## Rows from a pointing dataset

·····

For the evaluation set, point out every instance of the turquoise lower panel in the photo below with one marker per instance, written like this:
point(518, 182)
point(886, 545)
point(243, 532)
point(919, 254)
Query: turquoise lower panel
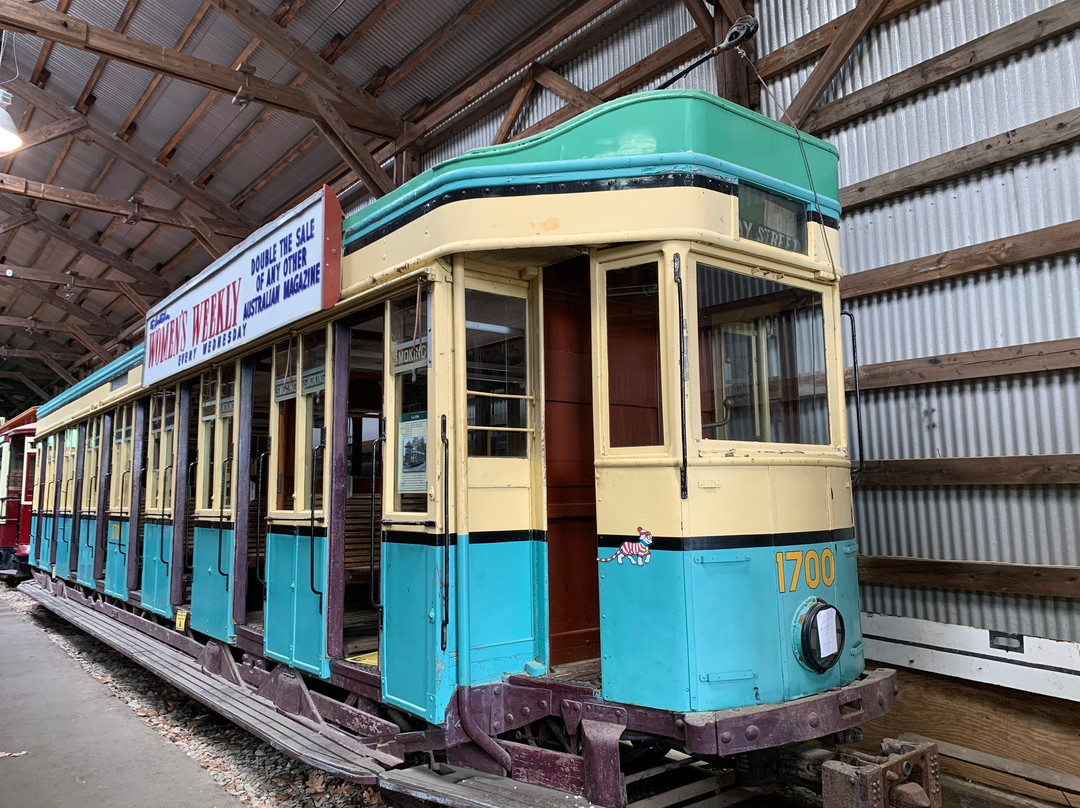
point(157, 553)
point(507, 620)
point(65, 525)
point(41, 557)
point(417, 674)
point(212, 582)
point(88, 533)
point(116, 559)
point(34, 539)
point(711, 630)
point(295, 617)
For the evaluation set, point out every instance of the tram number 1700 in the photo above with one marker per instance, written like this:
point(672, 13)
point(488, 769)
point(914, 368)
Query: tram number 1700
point(807, 565)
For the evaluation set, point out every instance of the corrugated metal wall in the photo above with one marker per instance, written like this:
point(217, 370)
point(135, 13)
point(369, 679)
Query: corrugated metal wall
point(1036, 301)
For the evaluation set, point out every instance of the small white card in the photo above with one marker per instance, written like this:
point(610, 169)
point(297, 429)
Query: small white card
point(826, 632)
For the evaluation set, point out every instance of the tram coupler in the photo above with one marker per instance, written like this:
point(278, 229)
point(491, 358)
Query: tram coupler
point(904, 776)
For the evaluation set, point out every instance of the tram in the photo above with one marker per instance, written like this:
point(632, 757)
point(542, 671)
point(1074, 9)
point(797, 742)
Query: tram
point(17, 468)
point(532, 472)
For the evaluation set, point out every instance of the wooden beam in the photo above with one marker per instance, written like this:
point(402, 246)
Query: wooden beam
point(85, 245)
point(1034, 580)
point(656, 64)
point(1058, 354)
point(516, 105)
point(31, 386)
point(64, 29)
point(565, 89)
point(351, 149)
point(91, 344)
point(137, 298)
point(17, 220)
point(703, 18)
point(207, 238)
point(32, 324)
point(798, 51)
point(70, 279)
point(71, 309)
point(134, 211)
point(59, 369)
point(949, 471)
point(1027, 771)
point(321, 72)
point(1011, 251)
point(51, 131)
point(38, 355)
point(472, 10)
point(860, 22)
point(1050, 133)
point(1014, 38)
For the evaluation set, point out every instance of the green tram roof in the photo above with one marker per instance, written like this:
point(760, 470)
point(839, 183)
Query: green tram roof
point(636, 136)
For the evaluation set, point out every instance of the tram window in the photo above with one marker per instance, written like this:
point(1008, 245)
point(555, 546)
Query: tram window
point(771, 219)
point(497, 375)
point(409, 336)
point(31, 474)
point(90, 463)
point(285, 362)
point(314, 393)
point(153, 449)
point(207, 422)
point(226, 404)
point(761, 360)
point(70, 448)
point(635, 409)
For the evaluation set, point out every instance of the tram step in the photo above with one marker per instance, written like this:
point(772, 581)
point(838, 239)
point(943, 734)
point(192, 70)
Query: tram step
point(460, 788)
point(240, 707)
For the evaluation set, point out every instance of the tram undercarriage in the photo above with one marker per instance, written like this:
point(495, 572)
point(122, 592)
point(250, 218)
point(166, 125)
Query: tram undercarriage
point(548, 729)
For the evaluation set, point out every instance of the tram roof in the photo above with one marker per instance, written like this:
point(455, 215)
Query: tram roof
point(634, 136)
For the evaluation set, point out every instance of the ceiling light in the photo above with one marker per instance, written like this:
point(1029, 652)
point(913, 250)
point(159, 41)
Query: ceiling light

·····

## What you should do
Copy out all the records above, changing every "evaluation set" to "test set" and keeping everything else the same. Leave the pictures out.

## Solution below
For the test set, point out every instance of the turquoise lower panel in the photo below with one marker per instance, written like this:
point(518, 182)
point(886, 545)
point(243, 532)
point(919, 254)
Query: turquoise lower panel
point(157, 553)
point(507, 620)
point(65, 525)
point(41, 557)
point(417, 674)
point(212, 582)
point(88, 533)
point(116, 559)
point(34, 539)
point(711, 630)
point(295, 617)
For the test set, point out every instance of the tram number 1700 in the photo above with one marker per instance, written like this:
point(672, 13)
point(488, 769)
point(914, 368)
Query: tram number 1700
point(807, 565)
For the test set, point out every instance of the corrugated metal wall in the photo above with one marker per instance, written like this:
point(217, 370)
point(135, 13)
point(369, 679)
Query: corrugated metal wall
point(1036, 301)
For the test set, point out every instance of the small white card in the photo above with one marker per instance, written like this:
point(610, 169)
point(297, 429)
Query: small white card
point(826, 632)
For the test set, point out every instance of the tram coupler in the photo above with one marker per instance, written like this:
point(278, 229)
point(491, 358)
Query: tram coupler
point(904, 776)
For the test set, point out every instance of the tram in the photo above with one marker per instance, written like this:
point(632, 757)
point(542, 671)
point(1074, 9)
point(797, 742)
Query: tram
point(17, 468)
point(532, 472)
For the test set, point out every instance of the wooden beam in the photo above with one marker per instance, written like this:
point(402, 246)
Query: wooden beam
point(85, 245)
point(1034, 580)
point(656, 64)
point(1058, 354)
point(516, 105)
point(31, 386)
point(64, 29)
point(565, 89)
point(351, 149)
point(91, 344)
point(137, 298)
point(17, 220)
point(703, 18)
point(207, 238)
point(32, 324)
point(798, 51)
point(70, 279)
point(71, 309)
point(134, 211)
point(59, 369)
point(949, 471)
point(1027, 771)
point(321, 72)
point(1011, 251)
point(51, 131)
point(38, 355)
point(472, 10)
point(860, 22)
point(1050, 133)
point(1014, 38)
For the test set, point out every instance of the green tram roof in the photo above with one marker per instance, written like this:
point(760, 470)
point(839, 183)
Query: green tram roof
point(636, 136)
For the test set, point out every instance of the tram window in the photo above with one marker per instance, written like this:
point(1008, 245)
point(555, 546)
Query: tram window
point(771, 219)
point(497, 375)
point(409, 336)
point(31, 474)
point(90, 463)
point(285, 362)
point(314, 393)
point(153, 449)
point(207, 422)
point(226, 404)
point(761, 360)
point(70, 448)
point(635, 409)
For the test set, point out every instance of the tram step in the photo above with one marker per instance, written like this:
point(772, 581)
point(838, 239)
point(943, 734)
point(192, 70)
Query: tram step
point(460, 788)
point(240, 707)
For the test set, point out every instance of the tram undercarriage in the photo above with one marker per instance, written like this:
point(495, 572)
point(122, 592)
point(250, 218)
point(166, 125)
Query: tram undercarriage
point(548, 729)
For the test set, point out every instance of the tram roof in the photo above with one marker per instance, written like this:
point(455, 215)
Query: tram roof
point(634, 136)
For the test set, point out every instance of the ceiling light in the photo above with one marker per instance, written like this:
point(1029, 652)
point(913, 250)
point(159, 41)
Query: ceiling light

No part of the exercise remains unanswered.